Структура этого пространства отмечена явной парадоксальностью. Реалистичность (или натуралистичность), столь сильно действующая на зрителей, уведена на периферию — в обе анфилады комнат, тщательно оклеенных обоями, уставленных мебелью и снабженных множеством предметов. Видимое непосредственно, видимое отчасти и видимое опосредованно, вплоть до света, просачивающегося из-под притворенных дверей, и движения теней, возникающего при перемещении персонажей, дополняется слышимым — звоном бокалов, звяканием вилок по тарелкам, смехом, невнятными репликами, звучанием пианино откуда-то из глубины, а также второго пианино, вступающего в перекличку с первым. Дыхание жизни, как бы протекающей в усадьбе, тщательно имитировано, причем иллюзия усиливается именно заведомой неполнотой, фрагментарностью, что особенно заметно, скажем, в сцене ужина, происходящего за полуоткрытыми дверями.
Между тем основная игровая площадка решена подчеркнуто условно. Реальность здесь только обозначена — скупо и при помощи предметов скорее знакового характера. Они разрознены, не связаны хотя бы попыткой воспроизвести логику обстановки жилого интерьера, порой противоречат этой логике, а их материальная и историческая безусловность размывается условностью их существования.
Реальные старые фотографии в старых же рамочках — но почему-то не висят на стене, а просто расставлены на слегка выступающих из нее торцах несущих балок, хотя не составило бы труда оклеить кусок стены обоями, замаскировав неуместные торцы и развесив фотографии как положено. Реальная классная доска — но большая, явно не из детской, а из школы (намек на деятельность Платонова?), и ее существование в барском доме кажется странным — обосновать можно, но не без натяжек. Реальные венские стулья — но в количестве, превышающем потребности, или, сказать иначе, собранные в таком количестве в одном помещении, выглядят неестественно; к тому же венские стулья сами по себе — это тоже, скорее, знак чеховской эпохи вообще: распространенные в городской жизни, они вряд ли были характерны для усадебной. Реальная пианола — но соединенная с громадной инсталляцией, фантазией на тему ее внутреннего устройства; в первой части спектакля все это закрыто громадным «театральным» по масштабу занавесом, сшитым из мешков из-под муки.

□ □ □

### Поставленная задача
Перескажите в двух предложениях приведенный выше фрагмент о пространстве спектакля.

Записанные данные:
□ □ □

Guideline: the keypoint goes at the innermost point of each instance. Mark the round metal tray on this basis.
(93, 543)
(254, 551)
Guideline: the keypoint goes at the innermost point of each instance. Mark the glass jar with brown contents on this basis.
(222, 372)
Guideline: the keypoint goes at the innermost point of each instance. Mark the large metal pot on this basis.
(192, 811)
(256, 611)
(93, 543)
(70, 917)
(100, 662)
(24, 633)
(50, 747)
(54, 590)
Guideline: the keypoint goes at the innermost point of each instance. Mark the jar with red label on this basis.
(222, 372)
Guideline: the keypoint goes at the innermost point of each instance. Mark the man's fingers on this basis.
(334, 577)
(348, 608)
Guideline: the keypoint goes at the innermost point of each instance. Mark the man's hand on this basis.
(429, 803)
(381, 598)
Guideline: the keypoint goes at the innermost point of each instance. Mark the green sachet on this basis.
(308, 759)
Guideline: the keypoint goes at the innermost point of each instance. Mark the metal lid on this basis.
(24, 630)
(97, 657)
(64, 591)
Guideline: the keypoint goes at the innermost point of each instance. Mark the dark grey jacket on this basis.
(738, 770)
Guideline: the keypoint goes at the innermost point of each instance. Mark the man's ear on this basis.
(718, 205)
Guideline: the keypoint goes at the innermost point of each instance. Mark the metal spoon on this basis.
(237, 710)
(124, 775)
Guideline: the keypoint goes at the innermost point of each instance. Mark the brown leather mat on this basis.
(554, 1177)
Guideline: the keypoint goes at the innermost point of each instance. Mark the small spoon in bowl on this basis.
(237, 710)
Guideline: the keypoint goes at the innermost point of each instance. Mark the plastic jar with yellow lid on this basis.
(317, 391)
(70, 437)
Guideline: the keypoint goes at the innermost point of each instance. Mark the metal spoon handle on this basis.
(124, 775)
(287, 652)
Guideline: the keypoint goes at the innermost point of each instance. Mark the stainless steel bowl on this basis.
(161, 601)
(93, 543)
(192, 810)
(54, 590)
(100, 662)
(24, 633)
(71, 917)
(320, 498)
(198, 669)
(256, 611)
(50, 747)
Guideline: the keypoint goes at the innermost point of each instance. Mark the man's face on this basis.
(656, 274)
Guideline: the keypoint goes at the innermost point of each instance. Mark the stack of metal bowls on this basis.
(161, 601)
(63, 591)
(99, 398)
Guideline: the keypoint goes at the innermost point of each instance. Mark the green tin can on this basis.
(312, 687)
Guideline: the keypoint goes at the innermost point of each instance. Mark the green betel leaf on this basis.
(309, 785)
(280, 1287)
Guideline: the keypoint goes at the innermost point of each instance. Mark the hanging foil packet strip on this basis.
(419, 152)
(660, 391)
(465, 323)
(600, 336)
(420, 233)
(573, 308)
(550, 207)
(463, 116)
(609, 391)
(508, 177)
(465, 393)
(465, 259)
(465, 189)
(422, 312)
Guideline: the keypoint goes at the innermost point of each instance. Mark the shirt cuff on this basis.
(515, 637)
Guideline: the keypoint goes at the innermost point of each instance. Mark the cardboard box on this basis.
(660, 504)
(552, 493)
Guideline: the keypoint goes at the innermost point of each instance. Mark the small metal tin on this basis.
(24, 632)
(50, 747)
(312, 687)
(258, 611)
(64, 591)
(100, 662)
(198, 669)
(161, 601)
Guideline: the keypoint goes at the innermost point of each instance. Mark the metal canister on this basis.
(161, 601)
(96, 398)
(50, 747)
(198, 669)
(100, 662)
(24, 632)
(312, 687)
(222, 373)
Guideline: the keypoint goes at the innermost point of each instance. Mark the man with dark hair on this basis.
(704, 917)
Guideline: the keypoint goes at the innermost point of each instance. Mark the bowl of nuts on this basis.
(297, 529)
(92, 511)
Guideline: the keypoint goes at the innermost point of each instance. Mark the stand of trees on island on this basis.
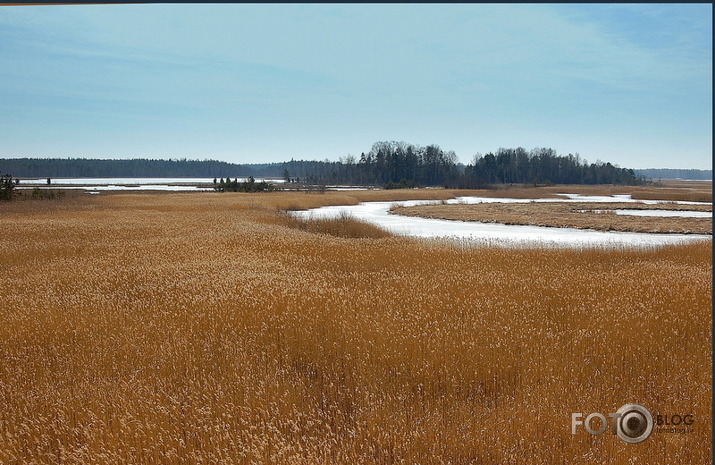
(387, 164)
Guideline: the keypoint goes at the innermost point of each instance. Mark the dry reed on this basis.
(192, 329)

□ □ □

### Готовый ответ
Пространство спектакля парадоксально: правдоподобие вынесено на периферию, в анфилады комнат с обоями, мебелью и множеством предметов. Там жизнь усадьбы тщательно имитируется видимым и слышимым, причем неполнота лишь усиливает иллюзию, а основная игровая площадка решена подчеркнуто условно: реальные старые фотографии, классная доска, венские стулья и пианола разрознены, не подчинены логике жилого интерьера и носят скорее знаковый характер.